## start TASK MATERIAL

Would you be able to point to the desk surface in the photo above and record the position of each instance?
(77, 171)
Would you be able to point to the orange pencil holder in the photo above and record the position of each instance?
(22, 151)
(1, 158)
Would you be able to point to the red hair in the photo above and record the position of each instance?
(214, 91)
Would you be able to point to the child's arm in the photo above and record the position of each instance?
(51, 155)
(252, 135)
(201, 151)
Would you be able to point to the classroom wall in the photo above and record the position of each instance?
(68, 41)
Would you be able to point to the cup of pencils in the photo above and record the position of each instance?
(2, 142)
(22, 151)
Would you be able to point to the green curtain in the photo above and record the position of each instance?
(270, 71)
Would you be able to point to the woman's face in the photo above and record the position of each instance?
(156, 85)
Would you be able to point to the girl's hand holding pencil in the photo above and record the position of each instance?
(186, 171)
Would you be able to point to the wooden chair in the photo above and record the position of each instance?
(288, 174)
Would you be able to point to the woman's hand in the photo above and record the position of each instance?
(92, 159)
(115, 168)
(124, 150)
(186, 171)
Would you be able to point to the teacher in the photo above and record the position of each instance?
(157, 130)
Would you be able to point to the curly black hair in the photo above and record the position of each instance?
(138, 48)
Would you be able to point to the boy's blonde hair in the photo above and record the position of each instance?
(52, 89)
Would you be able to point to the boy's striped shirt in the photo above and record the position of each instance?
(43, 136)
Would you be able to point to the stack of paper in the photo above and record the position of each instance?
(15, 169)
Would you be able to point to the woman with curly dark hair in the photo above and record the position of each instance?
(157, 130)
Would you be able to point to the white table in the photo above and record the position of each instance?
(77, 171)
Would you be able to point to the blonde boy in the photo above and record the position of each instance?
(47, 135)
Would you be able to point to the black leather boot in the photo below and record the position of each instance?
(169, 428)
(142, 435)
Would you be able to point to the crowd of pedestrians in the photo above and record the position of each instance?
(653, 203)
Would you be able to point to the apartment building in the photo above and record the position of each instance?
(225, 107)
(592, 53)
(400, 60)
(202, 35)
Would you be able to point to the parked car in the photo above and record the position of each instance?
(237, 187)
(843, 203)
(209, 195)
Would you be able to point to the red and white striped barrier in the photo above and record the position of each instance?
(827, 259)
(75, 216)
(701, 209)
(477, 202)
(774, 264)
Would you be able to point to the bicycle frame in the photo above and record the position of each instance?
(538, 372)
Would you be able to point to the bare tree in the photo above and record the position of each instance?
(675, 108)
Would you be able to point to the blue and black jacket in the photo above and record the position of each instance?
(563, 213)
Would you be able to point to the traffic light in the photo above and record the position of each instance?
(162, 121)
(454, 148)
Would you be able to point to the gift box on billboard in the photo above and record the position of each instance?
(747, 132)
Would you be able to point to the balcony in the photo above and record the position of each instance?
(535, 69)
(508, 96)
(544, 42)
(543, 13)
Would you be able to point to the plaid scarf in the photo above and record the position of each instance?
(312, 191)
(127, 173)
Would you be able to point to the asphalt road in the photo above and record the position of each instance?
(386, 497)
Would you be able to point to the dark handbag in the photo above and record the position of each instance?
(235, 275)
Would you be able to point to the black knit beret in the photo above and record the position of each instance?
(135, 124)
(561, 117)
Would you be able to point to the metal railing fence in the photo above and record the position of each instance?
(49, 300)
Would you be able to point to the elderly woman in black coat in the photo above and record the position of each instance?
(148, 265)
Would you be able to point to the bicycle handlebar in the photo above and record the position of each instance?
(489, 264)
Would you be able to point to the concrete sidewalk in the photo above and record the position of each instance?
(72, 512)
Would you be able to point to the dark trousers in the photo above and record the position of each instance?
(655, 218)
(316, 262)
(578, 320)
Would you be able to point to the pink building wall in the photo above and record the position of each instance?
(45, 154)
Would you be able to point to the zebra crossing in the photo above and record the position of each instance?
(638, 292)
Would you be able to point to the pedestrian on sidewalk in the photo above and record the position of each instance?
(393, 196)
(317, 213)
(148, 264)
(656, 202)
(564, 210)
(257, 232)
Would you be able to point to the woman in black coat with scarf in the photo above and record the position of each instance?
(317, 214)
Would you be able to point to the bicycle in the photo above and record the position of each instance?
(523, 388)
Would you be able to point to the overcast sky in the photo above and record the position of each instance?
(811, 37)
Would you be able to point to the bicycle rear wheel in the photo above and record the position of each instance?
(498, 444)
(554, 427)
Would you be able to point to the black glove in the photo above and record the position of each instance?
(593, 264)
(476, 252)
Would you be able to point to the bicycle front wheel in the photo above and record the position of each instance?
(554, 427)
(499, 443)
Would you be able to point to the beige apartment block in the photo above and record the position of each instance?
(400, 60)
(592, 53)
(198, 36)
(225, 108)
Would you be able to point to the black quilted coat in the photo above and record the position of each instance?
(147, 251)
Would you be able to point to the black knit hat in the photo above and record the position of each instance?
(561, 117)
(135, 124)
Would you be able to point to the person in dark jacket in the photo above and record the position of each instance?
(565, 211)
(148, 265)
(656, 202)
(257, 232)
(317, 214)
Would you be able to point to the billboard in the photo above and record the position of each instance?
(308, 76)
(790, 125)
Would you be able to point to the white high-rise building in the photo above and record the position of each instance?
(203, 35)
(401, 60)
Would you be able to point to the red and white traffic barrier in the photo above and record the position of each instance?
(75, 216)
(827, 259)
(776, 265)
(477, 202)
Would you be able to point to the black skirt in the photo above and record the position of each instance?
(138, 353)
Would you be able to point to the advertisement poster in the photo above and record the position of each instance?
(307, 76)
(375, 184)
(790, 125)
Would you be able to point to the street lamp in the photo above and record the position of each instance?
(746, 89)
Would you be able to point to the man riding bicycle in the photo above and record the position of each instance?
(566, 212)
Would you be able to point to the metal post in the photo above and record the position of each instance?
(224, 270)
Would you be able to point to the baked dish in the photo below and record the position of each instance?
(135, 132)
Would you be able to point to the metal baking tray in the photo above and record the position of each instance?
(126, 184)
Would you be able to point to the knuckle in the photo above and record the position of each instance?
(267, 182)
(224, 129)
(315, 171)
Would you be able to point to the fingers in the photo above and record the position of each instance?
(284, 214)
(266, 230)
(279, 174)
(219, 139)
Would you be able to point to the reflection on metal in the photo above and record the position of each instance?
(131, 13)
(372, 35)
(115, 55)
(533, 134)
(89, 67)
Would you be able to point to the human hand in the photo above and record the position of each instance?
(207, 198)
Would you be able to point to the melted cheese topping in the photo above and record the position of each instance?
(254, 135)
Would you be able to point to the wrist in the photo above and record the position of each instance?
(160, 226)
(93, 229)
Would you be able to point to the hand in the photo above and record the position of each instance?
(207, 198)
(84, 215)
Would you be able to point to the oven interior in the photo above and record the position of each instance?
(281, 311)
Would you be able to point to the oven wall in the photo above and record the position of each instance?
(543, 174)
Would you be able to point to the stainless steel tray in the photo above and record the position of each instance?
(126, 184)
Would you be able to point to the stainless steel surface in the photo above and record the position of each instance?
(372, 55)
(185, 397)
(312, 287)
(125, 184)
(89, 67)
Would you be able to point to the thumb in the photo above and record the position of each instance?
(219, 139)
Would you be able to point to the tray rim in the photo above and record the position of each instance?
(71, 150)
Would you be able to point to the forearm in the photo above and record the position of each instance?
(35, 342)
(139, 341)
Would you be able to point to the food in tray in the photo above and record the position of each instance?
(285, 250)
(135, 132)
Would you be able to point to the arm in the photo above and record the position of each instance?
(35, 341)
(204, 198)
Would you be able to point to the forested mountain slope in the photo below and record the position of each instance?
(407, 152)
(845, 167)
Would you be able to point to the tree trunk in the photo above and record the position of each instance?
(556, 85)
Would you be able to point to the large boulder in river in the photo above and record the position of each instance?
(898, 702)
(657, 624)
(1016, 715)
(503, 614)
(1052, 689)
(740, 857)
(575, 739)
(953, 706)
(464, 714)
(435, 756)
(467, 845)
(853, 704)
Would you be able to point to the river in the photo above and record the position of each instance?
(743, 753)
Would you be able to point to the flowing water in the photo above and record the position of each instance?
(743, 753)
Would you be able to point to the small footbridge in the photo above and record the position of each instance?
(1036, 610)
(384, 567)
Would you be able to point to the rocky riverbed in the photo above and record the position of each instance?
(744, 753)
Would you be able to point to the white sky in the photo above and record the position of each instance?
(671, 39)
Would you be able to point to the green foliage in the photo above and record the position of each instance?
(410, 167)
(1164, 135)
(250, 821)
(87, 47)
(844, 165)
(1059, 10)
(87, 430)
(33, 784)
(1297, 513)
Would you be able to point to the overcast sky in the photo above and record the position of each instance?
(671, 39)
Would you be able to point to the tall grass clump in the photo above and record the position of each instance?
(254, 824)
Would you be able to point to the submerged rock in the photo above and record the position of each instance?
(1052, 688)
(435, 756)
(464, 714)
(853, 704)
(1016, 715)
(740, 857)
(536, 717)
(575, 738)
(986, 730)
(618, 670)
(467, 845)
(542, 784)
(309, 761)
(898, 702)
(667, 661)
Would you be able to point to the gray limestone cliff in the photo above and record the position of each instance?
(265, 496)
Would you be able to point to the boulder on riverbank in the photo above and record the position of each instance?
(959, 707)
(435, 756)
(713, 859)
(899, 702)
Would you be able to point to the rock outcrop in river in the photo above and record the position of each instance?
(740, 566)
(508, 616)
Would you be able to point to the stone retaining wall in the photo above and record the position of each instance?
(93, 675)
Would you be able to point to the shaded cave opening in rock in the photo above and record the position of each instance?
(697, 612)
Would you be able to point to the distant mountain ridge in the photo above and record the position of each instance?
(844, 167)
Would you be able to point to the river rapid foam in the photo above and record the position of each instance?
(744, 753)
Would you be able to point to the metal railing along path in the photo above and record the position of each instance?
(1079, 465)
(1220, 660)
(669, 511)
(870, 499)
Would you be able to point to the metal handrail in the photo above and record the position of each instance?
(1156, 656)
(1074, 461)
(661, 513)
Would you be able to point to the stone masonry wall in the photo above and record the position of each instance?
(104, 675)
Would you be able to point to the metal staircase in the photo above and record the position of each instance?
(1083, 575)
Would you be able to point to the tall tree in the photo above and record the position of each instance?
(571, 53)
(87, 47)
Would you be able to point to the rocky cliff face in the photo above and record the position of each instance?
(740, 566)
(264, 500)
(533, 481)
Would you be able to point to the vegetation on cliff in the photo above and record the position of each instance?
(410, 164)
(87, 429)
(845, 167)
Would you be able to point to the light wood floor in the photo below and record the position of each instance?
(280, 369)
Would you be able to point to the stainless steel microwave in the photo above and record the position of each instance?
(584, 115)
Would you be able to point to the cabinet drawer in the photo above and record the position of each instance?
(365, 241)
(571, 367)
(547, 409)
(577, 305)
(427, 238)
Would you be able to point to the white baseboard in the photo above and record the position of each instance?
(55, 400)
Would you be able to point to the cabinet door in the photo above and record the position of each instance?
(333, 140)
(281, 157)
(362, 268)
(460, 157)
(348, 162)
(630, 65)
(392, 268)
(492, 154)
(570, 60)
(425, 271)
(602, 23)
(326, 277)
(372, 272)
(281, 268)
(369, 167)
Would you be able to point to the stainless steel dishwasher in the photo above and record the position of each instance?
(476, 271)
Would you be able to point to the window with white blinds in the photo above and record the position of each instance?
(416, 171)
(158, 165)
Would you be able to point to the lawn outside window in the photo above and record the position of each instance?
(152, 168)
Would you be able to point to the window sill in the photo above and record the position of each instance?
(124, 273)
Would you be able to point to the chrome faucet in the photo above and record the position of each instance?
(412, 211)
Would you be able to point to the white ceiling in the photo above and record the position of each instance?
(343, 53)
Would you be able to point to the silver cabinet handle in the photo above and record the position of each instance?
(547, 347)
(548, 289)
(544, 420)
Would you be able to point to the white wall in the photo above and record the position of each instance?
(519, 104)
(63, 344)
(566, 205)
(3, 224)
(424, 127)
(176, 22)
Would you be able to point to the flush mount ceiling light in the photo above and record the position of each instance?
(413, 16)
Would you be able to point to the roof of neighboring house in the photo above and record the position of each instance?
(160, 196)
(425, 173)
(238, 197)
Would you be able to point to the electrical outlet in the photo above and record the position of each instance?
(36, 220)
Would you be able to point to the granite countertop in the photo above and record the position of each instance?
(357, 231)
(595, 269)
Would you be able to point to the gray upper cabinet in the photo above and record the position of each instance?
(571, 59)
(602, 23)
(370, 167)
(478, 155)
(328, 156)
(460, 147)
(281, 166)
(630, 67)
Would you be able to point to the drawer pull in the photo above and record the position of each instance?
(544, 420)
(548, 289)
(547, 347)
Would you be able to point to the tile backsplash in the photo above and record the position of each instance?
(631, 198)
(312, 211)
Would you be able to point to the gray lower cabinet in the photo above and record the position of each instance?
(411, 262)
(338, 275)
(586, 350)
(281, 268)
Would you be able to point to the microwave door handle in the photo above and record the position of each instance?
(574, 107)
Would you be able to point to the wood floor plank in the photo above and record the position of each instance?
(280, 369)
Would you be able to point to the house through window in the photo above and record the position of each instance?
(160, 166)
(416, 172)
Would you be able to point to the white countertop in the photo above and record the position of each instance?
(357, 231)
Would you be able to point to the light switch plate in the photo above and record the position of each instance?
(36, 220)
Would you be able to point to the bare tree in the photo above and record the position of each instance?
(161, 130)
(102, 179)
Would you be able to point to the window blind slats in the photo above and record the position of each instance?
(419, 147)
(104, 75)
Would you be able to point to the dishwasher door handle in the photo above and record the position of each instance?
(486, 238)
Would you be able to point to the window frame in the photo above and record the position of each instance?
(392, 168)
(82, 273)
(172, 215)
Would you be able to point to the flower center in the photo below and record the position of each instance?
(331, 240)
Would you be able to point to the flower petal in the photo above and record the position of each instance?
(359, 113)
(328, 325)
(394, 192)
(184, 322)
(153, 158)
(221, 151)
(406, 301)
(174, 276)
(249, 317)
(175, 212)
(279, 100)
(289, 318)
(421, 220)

## end TASK MATERIAL

- [EXERCISE DESCRIPTION] Recast the records above, from the line containing "Would you be able to point to the wood floor" through the end of the records, as a Markdown table with the columns Row and Line text, omitting blank lines.

- [RESPONSE]
| Row | Line text |
|---|---|
| 1 | Would you be able to point to the wood floor plank in the photo above and record the position of each instance? |
| 2 | (280, 369) |
| 3 | Would you be able to point to the house through window in the photo above and record the position of each instance? |
| 4 | (160, 166) |
| 5 | (416, 172) |
| 6 | Would you be able to point to the white countertop in the photo above and record the position of each instance? |
| 7 | (357, 231) |
| 8 | Would you be able to point to the light switch plate in the photo above and record the position of each instance? |
| 9 | (36, 220) |
| 10 | Would you be able to point to the bare tree in the photo above and record the position of each instance? |
| 11 | (161, 130) |
| 12 | (102, 179) |
| 13 | Would you be able to point to the window blind slats in the photo above and record the position of each instance? |
| 14 | (419, 147) |
| 15 | (104, 75) |
| 16 | Would you be able to point to the dishwasher door handle in the photo above and record the position of each instance? |
| 17 | (486, 238) |
| 18 | Would you be able to point to the window frame in the photo above and record the position of each instance? |
| 19 | (392, 168) |
| 20 | (82, 273) |
| 21 | (172, 215) |
| 22 | Would you be able to point to the flower center in the photo below and record the position of each instance? |
| 23 | (331, 240) |
| 24 | Would you be able to point to the flower petal in the photo above and record the position of each instance? |
| 25 | (359, 113) |
| 26 | (328, 325) |
| 27 | (394, 192) |
| 28 | (184, 322) |
| 29 | (153, 158) |
| 30 | (221, 151) |
| 31 | (406, 301) |
| 32 | (174, 276) |
| 33 | (249, 317) |
| 34 | (175, 212) |
| 35 | (279, 100) |
| 36 | (289, 318) |
| 37 | (421, 220) |